SOURCE:

We Global is the third studio album by Miami based mixtape DJ and Terror Squad member, DJ Khaled. The album was released on September 16, 2008. This was his third album distributed by Koch Records (now Entertainment One Music), and the first released on his We the Best Music Group label. The album's guest appearances from Game, T-Pain, Bun B, Rick Ross, Ace Hood, Plies, Akon, Trick Daddy, Lil Boosie,  Nas, Kanye West, Fabolous, Fat Joe, Sean Paul, Busta Rhymes, Pitbull, Casely and Flo Rida among others.

The album's first single, "Out Here Grindin" leaked on May 5, 2008. The song features Akon, Rick Ross, Lil Boosie, Trick Daddy, Ace Hood and Plies. The single debuted and peaked at number 38 on the US Billboard Hot 100. The album's second single was "Go Hard" featuring Kanye West and T-Pain. The song peaked at number 69 on the US Billboard Hot 100.

WHAT TO PRODUCE: Restate the part of the passage on We Global starting with "The album's first" and going on through "69 on the US Billboard Hot 100.", renaming each occurrence of "single" as "release".

STORED RECORDS:
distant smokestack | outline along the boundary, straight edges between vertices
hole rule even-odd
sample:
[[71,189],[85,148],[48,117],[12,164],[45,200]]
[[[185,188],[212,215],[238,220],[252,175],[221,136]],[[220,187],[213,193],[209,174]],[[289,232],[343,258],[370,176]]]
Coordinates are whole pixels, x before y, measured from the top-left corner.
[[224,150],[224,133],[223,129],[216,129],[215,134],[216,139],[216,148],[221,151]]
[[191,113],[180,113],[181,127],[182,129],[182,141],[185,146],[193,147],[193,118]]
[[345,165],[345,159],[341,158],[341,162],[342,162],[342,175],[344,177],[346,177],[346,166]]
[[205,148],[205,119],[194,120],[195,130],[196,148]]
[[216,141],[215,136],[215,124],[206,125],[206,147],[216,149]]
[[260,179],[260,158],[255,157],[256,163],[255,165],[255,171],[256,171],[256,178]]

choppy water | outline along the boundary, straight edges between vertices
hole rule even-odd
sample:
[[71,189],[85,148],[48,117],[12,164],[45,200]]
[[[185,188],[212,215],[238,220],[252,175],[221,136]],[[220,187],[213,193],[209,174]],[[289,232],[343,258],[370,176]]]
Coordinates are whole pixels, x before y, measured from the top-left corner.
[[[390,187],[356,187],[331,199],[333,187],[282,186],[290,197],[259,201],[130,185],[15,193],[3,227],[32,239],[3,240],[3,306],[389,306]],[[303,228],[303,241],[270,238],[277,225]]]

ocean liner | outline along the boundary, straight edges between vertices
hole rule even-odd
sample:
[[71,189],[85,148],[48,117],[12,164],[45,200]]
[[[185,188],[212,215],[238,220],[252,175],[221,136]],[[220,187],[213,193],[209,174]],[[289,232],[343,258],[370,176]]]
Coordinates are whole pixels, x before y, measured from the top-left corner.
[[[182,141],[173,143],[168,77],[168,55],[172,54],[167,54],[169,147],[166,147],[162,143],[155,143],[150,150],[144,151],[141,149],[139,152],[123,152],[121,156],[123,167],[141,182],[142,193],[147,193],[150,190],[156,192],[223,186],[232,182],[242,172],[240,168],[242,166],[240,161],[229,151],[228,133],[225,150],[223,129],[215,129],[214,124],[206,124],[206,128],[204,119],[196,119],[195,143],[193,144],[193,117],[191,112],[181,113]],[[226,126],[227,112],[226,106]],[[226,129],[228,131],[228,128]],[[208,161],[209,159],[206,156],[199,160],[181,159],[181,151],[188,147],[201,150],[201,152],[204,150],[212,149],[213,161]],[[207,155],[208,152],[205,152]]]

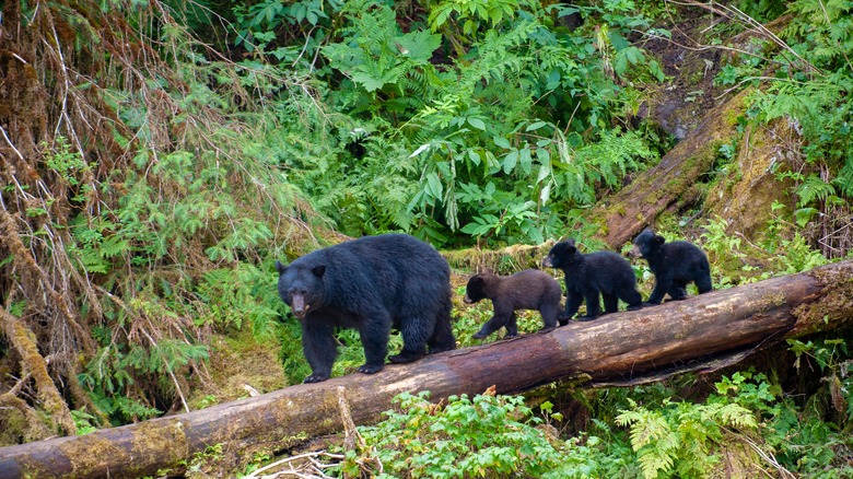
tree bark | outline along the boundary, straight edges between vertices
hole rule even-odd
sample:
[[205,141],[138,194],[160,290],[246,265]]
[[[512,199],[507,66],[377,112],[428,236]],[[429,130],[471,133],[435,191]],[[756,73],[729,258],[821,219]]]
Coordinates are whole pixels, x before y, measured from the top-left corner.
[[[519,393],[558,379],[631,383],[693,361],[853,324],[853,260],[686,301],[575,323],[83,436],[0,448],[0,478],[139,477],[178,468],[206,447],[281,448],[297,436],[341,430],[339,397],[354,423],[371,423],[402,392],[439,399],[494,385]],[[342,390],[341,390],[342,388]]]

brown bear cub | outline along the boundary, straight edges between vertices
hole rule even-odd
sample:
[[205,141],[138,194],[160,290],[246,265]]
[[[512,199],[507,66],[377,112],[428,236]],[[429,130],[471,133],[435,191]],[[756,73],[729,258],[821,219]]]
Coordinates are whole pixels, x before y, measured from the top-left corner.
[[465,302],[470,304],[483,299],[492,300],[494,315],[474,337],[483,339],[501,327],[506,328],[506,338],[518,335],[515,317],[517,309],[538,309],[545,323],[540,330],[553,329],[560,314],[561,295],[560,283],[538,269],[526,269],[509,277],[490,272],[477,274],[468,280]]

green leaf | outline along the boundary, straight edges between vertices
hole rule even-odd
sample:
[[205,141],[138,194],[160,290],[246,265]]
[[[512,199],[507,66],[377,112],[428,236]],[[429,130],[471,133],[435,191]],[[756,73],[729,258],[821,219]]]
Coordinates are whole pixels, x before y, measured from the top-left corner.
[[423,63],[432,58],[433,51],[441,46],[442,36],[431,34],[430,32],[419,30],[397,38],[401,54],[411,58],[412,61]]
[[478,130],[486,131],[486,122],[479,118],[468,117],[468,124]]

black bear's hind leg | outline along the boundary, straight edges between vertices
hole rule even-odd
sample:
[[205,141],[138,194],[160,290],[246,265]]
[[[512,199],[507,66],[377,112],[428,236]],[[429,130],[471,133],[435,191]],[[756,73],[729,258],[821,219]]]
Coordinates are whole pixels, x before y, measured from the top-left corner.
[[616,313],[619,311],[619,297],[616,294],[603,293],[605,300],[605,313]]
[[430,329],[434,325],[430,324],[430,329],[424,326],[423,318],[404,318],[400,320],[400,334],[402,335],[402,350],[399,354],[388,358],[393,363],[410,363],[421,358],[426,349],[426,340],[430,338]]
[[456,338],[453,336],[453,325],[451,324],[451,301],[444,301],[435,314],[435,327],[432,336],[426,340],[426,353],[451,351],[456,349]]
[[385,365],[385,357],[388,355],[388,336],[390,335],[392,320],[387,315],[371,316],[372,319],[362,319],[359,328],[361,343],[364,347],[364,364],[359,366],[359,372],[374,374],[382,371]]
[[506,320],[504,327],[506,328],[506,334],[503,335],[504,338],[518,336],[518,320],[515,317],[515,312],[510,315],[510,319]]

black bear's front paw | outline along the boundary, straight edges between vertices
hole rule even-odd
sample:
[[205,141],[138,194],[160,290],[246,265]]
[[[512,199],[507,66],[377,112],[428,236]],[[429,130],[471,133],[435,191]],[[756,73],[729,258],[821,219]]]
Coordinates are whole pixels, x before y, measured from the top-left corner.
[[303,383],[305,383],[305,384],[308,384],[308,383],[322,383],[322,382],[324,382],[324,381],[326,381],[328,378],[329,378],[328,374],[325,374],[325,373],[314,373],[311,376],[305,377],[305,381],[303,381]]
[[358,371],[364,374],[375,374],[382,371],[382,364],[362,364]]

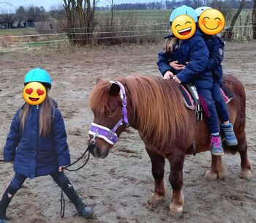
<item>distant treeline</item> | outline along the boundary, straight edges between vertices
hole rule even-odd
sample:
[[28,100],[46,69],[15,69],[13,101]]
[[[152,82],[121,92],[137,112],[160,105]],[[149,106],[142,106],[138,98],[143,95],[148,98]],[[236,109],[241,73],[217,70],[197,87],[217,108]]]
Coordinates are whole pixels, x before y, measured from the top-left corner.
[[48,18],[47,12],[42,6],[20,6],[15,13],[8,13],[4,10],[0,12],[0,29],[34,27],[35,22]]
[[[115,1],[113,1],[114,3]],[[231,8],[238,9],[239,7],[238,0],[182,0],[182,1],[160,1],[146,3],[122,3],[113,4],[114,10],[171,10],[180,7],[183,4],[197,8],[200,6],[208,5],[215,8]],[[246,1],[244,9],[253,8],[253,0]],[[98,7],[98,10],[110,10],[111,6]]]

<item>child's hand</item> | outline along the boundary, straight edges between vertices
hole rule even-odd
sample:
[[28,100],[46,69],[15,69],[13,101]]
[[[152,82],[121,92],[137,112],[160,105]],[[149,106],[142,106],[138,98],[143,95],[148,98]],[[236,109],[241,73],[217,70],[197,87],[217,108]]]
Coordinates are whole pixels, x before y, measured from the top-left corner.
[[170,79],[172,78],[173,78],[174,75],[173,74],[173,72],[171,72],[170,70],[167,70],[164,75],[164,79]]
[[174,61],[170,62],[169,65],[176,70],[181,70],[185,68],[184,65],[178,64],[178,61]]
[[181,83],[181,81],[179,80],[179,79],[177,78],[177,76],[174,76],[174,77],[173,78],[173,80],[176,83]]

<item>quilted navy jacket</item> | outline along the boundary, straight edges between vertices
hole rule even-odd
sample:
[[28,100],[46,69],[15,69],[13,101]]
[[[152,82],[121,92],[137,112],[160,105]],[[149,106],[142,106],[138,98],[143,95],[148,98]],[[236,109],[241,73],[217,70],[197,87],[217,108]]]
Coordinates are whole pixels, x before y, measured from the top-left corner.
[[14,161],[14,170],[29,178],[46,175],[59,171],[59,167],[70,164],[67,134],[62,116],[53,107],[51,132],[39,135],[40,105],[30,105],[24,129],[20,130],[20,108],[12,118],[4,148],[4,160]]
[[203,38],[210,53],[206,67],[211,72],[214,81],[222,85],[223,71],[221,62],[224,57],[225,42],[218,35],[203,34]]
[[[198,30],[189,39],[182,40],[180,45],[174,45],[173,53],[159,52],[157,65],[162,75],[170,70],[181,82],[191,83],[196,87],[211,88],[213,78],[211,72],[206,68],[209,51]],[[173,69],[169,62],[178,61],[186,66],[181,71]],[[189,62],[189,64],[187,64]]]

SOLUTION FOR THIS EXERCISE:
The album's first release, "Out Here Grindin" leaked on May 5, 2008. The song features Akon, Rick Ross, Lil Boosie, Trick Daddy, Ace Hood and Plies. The release debuted and peaked at number 38 on the US Billboard Hot 100. The album's second release was "Go Hard" featuring Kanye West and T-Pain. The song peaked at number 69 on the US Billboard Hot 100.